» WHAT YOU SHOULD DO:
When you output the entries, begin with the first line and end with the line containing "Target: sky", keeping each line exactly as it is.

····················

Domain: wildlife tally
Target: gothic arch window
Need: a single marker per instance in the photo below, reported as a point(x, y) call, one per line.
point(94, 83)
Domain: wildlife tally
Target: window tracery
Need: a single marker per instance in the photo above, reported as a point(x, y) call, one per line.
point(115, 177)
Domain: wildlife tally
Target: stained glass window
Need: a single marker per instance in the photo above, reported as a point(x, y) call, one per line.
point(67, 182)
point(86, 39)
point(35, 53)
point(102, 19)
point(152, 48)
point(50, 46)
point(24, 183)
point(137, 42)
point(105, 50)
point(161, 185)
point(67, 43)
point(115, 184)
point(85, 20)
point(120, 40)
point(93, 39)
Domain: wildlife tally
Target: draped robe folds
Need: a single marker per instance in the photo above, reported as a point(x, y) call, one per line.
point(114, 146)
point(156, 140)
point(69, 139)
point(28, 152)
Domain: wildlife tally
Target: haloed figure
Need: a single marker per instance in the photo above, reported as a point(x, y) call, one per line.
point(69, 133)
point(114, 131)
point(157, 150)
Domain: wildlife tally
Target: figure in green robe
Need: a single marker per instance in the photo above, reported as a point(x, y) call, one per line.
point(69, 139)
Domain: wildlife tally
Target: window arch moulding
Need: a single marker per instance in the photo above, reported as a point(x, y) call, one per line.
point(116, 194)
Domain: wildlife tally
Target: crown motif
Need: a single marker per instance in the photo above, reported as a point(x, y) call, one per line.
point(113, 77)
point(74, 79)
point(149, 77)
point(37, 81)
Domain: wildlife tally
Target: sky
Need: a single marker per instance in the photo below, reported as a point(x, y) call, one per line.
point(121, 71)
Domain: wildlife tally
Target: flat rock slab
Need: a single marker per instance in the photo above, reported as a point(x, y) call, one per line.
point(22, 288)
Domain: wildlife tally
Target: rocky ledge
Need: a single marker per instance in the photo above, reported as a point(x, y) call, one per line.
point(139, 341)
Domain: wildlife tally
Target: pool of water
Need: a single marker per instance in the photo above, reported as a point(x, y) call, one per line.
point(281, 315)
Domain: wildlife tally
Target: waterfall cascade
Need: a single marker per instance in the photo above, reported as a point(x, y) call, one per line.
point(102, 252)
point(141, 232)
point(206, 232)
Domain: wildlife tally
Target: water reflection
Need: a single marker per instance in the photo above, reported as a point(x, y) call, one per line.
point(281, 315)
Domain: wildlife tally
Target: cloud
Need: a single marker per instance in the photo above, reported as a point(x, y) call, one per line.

····················

» OUTPUT BELOW:
Domain: wildlife tally
Target: gothic arch window
Need: a single marker per instance in the photo below, reported as a point(x, y) call, one per line.
point(94, 83)
Domain: wildlife tally
Target: window tracery
Need: a single marker per instance in the photo above, reported as a point(x, y) call, one per line.
point(115, 177)
Domain: wildlife tally
Target: stained glass window
Need: a single marker per instance in the photo above, reported as a point(x, y) call, one per line.
point(67, 182)
point(86, 39)
point(35, 53)
point(102, 19)
point(152, 48)
point(50, 46)
point(24, 183)
point(137, 42)
point(105, 50)
point(161, 185)
point(67, 43)
point(115, 184)
point(85, 20)
point(120, 40)
point(93, 39)
Domain: wildlife tally
Target: draped robe folds
Need: a single marker per instance in the photo above, reported as a point(x, y) call, one per line.
point(114, 146)
point(156, 140)
point(69, 139)
point(28, 152)
Domain: wildlife tally
Target: haloed figure
Need: a single marker per instance in the photo above, reported as a point(x, y) call, one per line.
point(69, 133)
point(114, 131)
point(157, 150)
Domain: wildlife tally
Target: figure in green robe
Need: a single marker per instance in the photo above, reported as a point(x, y) call, one per line.
point(69, 139)
Domain: wildlife tally
Target: window arch moulding
Need: a single marker per instance in the photo above, reported as a point(x, y) call, one per line.
point(116, 194)
Domain: wildlife tally
Target: crown motif
Need: a single marker per instance in the photo above, reported as a point(x, y) call, one per line.
point(113, 77)
point(74, 79)
point(149, 77)
point(37, 81)
Domain: wildlife tally
Target: sky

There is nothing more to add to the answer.